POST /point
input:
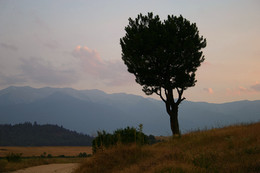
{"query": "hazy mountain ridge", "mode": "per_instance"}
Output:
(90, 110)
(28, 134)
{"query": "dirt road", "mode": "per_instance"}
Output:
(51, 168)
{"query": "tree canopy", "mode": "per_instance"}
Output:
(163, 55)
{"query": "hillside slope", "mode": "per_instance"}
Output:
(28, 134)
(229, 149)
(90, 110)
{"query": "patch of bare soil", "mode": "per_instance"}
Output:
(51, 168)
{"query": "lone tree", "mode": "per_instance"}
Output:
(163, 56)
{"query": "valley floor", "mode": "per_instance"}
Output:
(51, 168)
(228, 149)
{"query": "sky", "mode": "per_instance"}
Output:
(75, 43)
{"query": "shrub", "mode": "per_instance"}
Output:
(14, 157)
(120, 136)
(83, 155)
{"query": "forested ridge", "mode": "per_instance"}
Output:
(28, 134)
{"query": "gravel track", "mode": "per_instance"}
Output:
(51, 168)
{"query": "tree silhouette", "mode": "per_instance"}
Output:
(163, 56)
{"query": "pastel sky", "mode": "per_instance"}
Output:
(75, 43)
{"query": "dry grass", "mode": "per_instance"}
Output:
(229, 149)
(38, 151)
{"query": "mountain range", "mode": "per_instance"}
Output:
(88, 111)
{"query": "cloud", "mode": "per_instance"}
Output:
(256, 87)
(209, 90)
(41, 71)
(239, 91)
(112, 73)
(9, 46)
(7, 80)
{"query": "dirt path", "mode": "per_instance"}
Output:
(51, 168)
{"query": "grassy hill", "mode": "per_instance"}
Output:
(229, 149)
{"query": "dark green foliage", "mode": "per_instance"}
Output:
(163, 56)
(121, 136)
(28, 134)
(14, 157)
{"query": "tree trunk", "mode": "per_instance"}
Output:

---+---

_WHAT IS REQUIRED_
Filter the data, keeping only the lines that contain "dirt".

_TASK SOLUTION_
{"query": "dirt road", "mode": "per_instance"}
{"query": "dirt path", "mode": "per_instance"}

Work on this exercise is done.